Data for processing:
◇ ◇ ◇ ◇ ◇ ◇ ◇
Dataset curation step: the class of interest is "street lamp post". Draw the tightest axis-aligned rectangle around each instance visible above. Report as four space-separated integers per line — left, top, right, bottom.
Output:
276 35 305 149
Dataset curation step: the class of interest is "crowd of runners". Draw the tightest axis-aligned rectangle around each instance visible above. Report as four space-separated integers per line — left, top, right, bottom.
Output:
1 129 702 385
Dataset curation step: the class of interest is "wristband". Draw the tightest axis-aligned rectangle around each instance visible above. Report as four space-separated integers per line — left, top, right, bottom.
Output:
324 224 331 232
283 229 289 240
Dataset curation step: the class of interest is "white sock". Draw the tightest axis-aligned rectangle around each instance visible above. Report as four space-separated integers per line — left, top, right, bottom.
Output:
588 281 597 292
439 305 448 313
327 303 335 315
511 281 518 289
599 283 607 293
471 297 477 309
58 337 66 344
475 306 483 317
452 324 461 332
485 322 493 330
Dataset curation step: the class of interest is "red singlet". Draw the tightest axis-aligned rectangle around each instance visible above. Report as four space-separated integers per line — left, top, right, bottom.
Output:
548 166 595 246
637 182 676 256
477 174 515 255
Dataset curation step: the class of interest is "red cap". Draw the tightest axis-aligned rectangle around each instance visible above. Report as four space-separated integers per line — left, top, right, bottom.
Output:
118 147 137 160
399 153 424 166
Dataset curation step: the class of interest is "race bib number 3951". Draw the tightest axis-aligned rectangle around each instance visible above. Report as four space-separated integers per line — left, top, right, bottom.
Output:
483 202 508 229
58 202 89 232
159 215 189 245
◇ ◇ ◇ ◇ ◇ ◇ ◇
What is expected: Scan the material above for the string "integers", returning each line that contains it.

Your response:
Dataset curation step: the class of interest is "street lamp post". Draw the tightest axis-aligned rectangle around each instance visible above. Report as four space-separated integers per line — left, top, right, bottom.
Dataset curation step: the class of interest is "crowd of runners". Draw the tightest axis-aligned rectangle around each instance visible above. Report as four space-separated integers per line — left, top, right, bottom.
Dataset curation step: the class of interest is "wristband". Draw the tightest axis-aligned rectangle around each instance visible above. Report as four space-separated integers per line — left, top, right, bottom.
Dataset curation step: the class of interest is "white sock". Draw the tightest axis-aligned rectangle around each instance visible above. Report as four space-separated integers per line — left, top, right, bottom.
Dataset curation step: the class of interest is "red singlet". Draw the tightest axis-aligned rectangle around each instance visible above. Report as four space-separated integers per line — left, top, right, bottom.
Dataset curation step: the class of interest is "red cap". Draw the tightest axis-aligned rectangle around each instance visible above. Report as four space-separated integers per line — left, top, right, bottom.
Dataset curation step: the class of interest is "race bib number 3951". Draw the tightest axis-aligned rectangle around each instance visible above. Report as four space-separated integers per line — left, top, right, bottom.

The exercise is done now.